### EXERCISE PASSAGE
Article·AI Engineering & Research·Jun 27, 2024

20 min read

Advanced Prompt Engineering Techniques: Tree-of-Thoughts Prompting

Learn about Tree-of-thoughts prompting, a brand new prompt engineering technique that pushes LLMs like GPT-4 to solve complex problems like crosswords, itinerary planning, and mathematical puzzles.

20 min read

By Brad NikkelAI Content Fellow

Last UpdatedJun 27, 2024

Getting Large Language Models (LLMs) to do what we want can be tough, especially for mathy, symbolic, or commonsense reasoning tasks. Chain-of-Thought (CoT) prompting—a prompt engineering technique that encourages LLMs to decompose large problems into smaller chunks—helped LLMs improve at these types of complex tasks so much that it spawned a slew of spinoffs seeking to improve on the original. But CoT and its siblings suffer from a glaring flaw—a lot hinges on that first thought. If it’s off-kilter, so is the rest of the chain.

Sometimes we (humans) need to explore several divergent threads from the start, encounter a few dead-end thoughts, rule those out, then retrace our steps back to some thought-fork we previously took before forging ahead down many untrodden paths before, eventually, finding a solution. This type of thinking resembles a tree more than a chain. Tree-of-Thoughts (ToT)—a riff off of CoT—is a prompt engineering approach that evokes this type of branching-out thinking in LLMs so that they can transcend left-to-right thinking and tackle problems in a more human-like, trial-and-error approach.

### REQUIREMENT
Reproduce, word for word, the passage of the Tree-of-Thoughts prompting article that opens with the words "Last UpdatedJun 27, 2024" and closes with "of the chain.".

### DATA EXCERPT
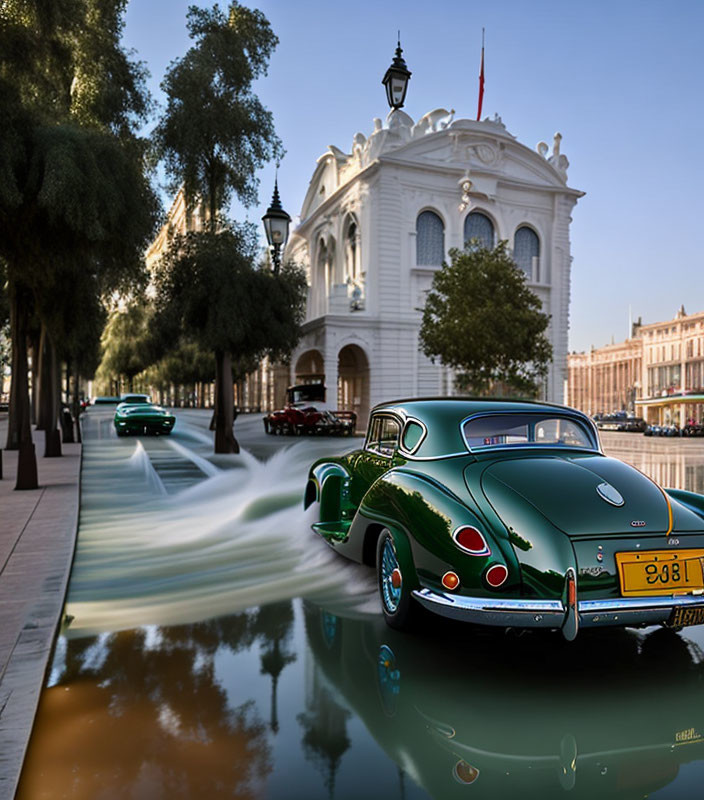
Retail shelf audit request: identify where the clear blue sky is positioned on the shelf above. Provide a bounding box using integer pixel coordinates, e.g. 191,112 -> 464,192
125,0 -> 704,350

### EXERCISE RESPONSE
Last UpdatedJun 27, 2024

Getting Large Language Models (LLMs) to do what we want can be tough, especially for mathy, symbolic, or commonsense reasoning tasks. Chain-of-Thought (CoT) prompting—a prompt engineering technique that encourages LLMs to decompose large problems into smaller chunks—helped LLMs improve at these types of complex tasks so much that it spawned a slew of spinoffs seeking to improve on the original. But CoT and its siblings suffer from a glaring flaw—a lot hinges on that first thought. If it’s off-kilter, so is the rest of the chain.